* begin DOCUMENT PASSAGE *

Executive Order 12988

    This rule meets the applicable standards set forth in sections 3(a) 
and 3(b)(2) of Executive Order 12988.

Paperwork Reduction Act

    Under the Paperwork Reduction Act of 1995, Public Law 104-13, 109 
Stat. 163, all departments are required to submit to OMB, for review 
and approval, any reporting requirements inherent in a final rule. This 
rule does not impose any new reporting and recordkeeping requirements 
under the Paperwork Reduction Act.

List of Subjects in 8 CFR Part 217

    Air carriers, Aliens, Maritime carriers, Passports and visas.

PART 217--VISA WAIVER PROGRAM

    1. The heading for part 217 is revised as set forth above.

    Authority: 8 U.S.C. 1103, 1187; 8 CFR part 2.

* end DOCUMENT PASSAGE *
* begin SOURCE EXCERPT *

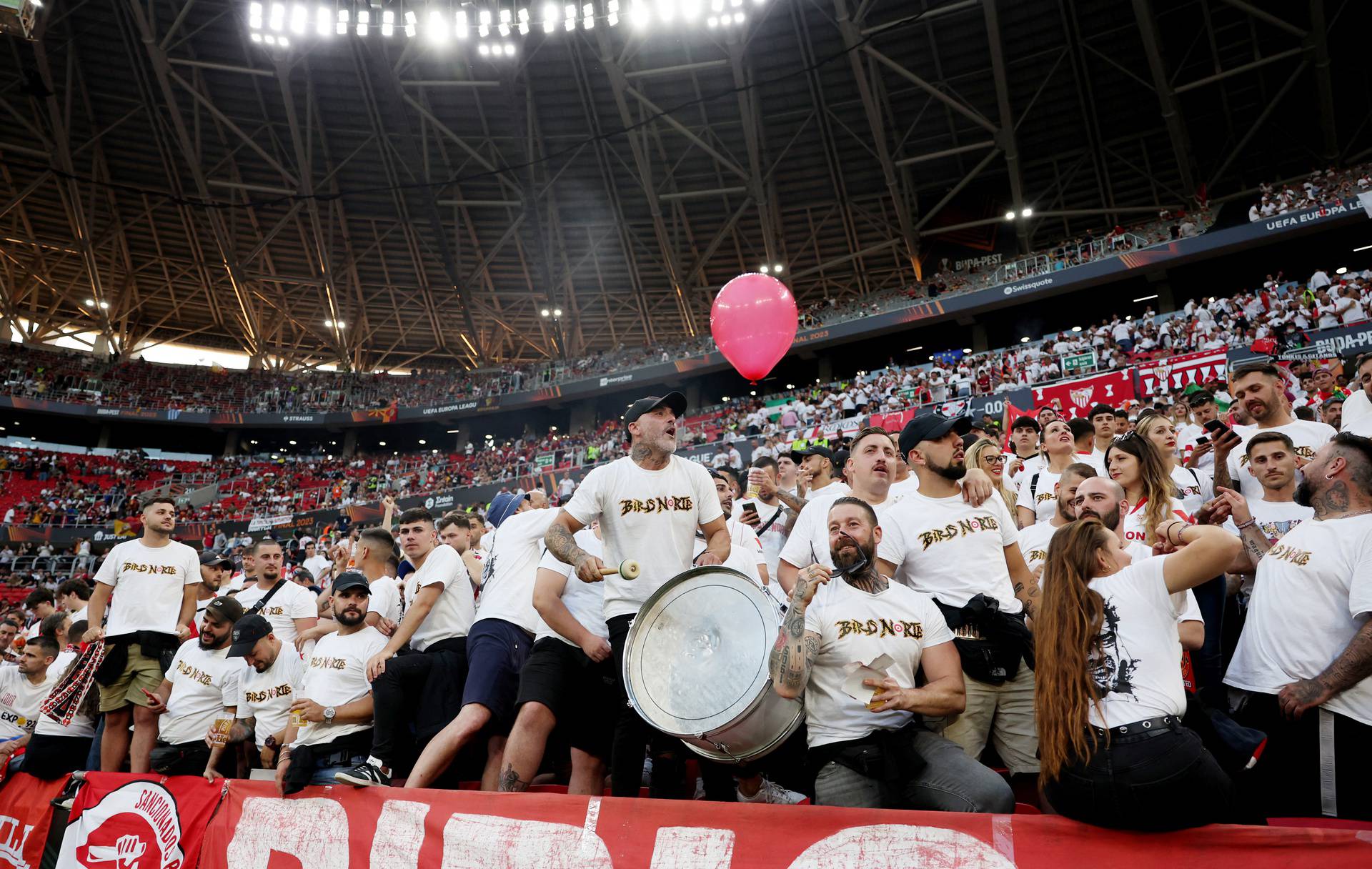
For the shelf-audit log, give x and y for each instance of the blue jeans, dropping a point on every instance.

* end SOURCE EXCERPT *

◆ **REQUESTS**
(1) Reproduce the rule excerpt word for word from "and 3(b)(2) of" to "Paperwork Reduction Act.".
(2) What subjects does the rule excerpt list for 8 CFR Part 217?
Answer from the rule excerpt alone, not from the material.

◆ **THE SOLUTIONS**
(1)
and 3(b)(2) of Executive Order 12988.

Paperwork Reduction Act

    Under the Paperwork Reduction Act of 1995, Public Law 104-13, 109 
Stat. 163, all departments are required to submit to OMB, for review 
and approval, any reporting requirements inherent in a final rule. This 
rule does not impose any new reporting and recordkeeping requirements 
under the Paperwork Reduction Act.

(2)
- Air carriers
- Aliens
- Maritime carriers
- Passports and visas